[Begin DATA IN THIS EXERCISE]

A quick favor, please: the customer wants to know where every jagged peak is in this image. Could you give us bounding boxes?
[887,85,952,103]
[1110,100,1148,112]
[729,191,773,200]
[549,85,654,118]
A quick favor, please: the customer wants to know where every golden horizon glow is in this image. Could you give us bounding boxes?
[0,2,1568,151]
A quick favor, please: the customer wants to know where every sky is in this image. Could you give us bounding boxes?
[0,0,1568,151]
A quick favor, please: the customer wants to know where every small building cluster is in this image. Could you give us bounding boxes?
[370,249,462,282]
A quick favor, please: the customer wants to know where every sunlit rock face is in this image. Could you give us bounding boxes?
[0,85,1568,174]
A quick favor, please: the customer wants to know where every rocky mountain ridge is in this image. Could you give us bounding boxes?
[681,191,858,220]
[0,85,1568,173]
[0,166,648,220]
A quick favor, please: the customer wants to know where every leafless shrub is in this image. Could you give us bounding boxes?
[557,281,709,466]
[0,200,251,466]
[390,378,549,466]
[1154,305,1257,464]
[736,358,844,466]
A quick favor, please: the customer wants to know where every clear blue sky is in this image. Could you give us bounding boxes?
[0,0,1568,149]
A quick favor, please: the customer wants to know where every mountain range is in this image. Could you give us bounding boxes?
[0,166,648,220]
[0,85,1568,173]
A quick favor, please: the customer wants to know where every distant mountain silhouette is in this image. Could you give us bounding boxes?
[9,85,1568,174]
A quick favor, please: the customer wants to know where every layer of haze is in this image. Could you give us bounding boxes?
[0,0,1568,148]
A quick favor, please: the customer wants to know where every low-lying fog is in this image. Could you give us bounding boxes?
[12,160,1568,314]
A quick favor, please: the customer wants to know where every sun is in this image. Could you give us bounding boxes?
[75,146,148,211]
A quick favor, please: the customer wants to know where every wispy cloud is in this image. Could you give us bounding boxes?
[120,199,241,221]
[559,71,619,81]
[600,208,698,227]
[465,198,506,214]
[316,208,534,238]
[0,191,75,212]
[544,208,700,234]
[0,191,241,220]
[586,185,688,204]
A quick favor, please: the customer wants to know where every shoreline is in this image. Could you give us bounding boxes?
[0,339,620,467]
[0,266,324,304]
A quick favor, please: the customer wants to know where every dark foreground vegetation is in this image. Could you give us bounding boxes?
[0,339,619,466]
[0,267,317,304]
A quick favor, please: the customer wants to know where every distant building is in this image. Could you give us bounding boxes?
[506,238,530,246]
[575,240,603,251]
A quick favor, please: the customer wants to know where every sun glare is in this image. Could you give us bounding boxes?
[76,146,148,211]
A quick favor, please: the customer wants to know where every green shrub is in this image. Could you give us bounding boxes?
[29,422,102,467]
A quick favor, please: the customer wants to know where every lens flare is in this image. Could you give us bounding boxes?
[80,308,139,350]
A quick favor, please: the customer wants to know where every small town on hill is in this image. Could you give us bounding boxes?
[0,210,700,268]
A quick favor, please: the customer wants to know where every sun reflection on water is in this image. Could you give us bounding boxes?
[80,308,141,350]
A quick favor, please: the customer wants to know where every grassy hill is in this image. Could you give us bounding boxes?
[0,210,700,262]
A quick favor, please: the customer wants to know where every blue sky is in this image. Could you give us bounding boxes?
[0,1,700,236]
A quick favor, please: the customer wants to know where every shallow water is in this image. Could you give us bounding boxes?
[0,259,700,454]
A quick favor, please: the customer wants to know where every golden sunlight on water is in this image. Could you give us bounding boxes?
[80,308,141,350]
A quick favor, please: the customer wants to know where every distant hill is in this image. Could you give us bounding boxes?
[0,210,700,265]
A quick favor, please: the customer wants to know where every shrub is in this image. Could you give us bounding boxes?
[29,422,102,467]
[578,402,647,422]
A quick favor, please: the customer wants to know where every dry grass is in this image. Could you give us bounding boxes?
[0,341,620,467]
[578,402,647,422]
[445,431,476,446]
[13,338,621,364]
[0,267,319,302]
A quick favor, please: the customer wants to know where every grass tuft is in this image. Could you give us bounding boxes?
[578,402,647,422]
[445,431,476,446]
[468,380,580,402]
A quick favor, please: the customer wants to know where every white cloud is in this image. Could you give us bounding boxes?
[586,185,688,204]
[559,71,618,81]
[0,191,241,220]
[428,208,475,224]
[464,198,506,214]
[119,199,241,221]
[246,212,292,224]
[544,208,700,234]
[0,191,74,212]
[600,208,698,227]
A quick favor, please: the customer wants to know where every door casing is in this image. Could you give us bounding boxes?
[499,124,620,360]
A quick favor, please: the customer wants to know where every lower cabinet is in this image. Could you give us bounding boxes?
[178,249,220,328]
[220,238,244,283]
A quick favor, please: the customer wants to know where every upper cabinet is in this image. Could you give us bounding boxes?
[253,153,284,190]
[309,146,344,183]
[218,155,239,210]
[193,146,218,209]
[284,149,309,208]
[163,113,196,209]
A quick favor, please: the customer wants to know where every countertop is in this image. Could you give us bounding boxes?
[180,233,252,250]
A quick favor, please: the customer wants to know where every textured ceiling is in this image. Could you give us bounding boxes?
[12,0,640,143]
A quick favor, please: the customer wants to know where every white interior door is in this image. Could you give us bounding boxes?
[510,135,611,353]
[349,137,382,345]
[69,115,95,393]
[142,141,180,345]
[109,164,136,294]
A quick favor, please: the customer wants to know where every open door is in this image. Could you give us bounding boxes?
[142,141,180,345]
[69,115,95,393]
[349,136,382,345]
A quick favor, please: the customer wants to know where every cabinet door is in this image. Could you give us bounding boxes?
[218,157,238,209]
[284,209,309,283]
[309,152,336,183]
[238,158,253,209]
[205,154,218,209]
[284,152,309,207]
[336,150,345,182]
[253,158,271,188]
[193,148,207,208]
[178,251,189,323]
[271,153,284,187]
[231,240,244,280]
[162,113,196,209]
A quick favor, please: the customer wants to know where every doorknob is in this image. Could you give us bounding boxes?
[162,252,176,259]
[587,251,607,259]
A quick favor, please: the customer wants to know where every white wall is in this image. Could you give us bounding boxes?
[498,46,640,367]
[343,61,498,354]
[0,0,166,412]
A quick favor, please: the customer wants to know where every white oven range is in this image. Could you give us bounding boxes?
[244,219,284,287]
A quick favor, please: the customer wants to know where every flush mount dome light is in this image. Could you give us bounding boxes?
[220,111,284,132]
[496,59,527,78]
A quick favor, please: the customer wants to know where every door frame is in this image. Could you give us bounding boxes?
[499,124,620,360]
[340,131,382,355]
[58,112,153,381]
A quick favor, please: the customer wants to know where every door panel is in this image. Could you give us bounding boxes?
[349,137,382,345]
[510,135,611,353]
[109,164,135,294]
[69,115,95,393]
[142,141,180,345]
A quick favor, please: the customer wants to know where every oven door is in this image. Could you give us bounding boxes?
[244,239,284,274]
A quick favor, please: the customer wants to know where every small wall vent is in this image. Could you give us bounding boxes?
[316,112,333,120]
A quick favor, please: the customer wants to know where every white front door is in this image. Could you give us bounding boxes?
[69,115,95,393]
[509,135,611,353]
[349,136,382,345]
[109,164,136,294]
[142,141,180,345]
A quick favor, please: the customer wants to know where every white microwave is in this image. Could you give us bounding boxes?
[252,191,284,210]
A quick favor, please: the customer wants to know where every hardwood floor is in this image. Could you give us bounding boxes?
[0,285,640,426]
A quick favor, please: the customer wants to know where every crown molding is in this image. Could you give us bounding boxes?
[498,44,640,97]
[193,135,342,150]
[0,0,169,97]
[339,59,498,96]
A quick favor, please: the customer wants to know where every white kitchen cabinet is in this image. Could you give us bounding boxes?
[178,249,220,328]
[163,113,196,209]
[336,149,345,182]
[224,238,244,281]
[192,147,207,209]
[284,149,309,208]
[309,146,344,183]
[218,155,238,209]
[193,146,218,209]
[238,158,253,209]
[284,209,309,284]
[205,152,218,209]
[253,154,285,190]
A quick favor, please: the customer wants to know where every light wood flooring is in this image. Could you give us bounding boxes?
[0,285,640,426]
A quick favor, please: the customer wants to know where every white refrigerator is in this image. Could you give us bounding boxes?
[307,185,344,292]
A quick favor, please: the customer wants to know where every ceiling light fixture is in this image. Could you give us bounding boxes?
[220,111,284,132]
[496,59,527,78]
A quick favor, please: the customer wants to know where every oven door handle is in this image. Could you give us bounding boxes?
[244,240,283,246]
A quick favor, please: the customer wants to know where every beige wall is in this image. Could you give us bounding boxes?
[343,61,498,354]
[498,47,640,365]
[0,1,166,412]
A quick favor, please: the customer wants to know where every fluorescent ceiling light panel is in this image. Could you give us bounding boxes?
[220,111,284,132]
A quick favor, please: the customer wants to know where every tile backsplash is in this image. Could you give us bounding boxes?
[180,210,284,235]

[End DATA IN THIS EXERCISE]

## WORK REQUIRED
Convert the data from the line with "where every dark" to the line with "[80,308,139,350]" into a two-column CSV headed text and answer. Give each row one line of text and all the boxes listed under it, with both fields quoted and line breaks replaced by spaces.

## OUTPUT OF THE TASK
text,answer
"A quick favor, please: the customer wants to know where every dark foreground vegetation is in this image. Could you give us bounding boxes?","[0,339,619,466] [0,267,317,304]"
"A quick favor, please: the customer wants to know where every distant building is in this image. Could you give us bounding boxes?","[506,238,530,246] [575,240,603,251]"
"A quick favor, please: the customer wants to know where every sun glare is in this image. Could you give us bounding boxes?","[76,146,148,211]"
"A quick favor, please: the customer wants to know where every green shrub is in this image. Could you give us bounding boxes?","[29,422,102,467]"
"A quick favor, please: the customer wants to know where every lens flare is in this image. Could you give us bounding boxes?","[80,308,139,350]"